Why WebP Is Worth Converting To

WebP typically produces files 25 to 35% smaller than an equivalent-quality JPG, and often even more compared to PNG for photographic images, without a visible drop in quality at normal compression settings. That difference compounds fast: a page with twenty product photos at even a modest 30% size reduction each can shave a meaningful chunk off total page weight, which directly affects how fast the page feels to a visitor and how a search engine scores it.

Page speed is a confirmed factor in modern search ranking, and it's also one of the few ranking factors a website owner can improve without touching a single word of content. Image weight is usually the single biggest contributor to a slow page — bigger, even, than JavaScript or fonts on most content sites — which is exactly why a bulk WebP converter earns its place as one of the higher-leverage, lowest-effort optimizations available.

What the Resize and Crop Options Actually Do

Resize shrinks the image before conversion happens, not after. Fill in only the width field, and the height scales automatically to match — same for filling in only height. Enter both, and the image stretches to exactly those dimensions, ignoring the original proportions, which is occasionally useful for a fixed-size placement but usually not what you want for a normal photo.
══════════════════════════════
Written instruction:
Answer these from the text on WebP:
(a) How much smaller than an equivalent-quality JPG does WebP typically make a file?
(b) What does the text name as usually the single biggest contributor to a slow page?
(c) When only the width field is filled in for Resize, what happens to the height?
You won't need the items after this text.
══════════════════════════════
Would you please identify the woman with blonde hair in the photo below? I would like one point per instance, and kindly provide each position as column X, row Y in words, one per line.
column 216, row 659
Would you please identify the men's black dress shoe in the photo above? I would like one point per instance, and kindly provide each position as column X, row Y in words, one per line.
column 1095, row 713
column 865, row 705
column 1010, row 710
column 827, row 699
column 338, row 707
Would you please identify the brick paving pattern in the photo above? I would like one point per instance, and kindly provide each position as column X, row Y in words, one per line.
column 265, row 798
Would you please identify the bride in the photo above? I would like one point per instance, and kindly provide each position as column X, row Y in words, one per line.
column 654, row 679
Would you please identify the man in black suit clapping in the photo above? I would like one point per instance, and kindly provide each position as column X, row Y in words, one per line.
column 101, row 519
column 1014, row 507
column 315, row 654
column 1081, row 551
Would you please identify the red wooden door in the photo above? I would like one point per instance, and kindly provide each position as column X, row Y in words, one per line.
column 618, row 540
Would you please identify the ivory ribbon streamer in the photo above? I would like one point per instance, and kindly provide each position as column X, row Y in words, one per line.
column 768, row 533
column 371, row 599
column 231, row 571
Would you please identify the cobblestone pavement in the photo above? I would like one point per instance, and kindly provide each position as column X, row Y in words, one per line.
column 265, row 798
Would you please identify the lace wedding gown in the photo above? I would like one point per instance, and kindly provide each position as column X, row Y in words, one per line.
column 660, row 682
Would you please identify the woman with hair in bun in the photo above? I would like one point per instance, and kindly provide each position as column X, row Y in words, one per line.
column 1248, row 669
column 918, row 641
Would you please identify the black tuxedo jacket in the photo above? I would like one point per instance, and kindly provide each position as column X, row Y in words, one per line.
══════════════════════════════
Response to the task:
(a) 25 to 35% smaller
(b) Image weight
(c) It scales automatically to match.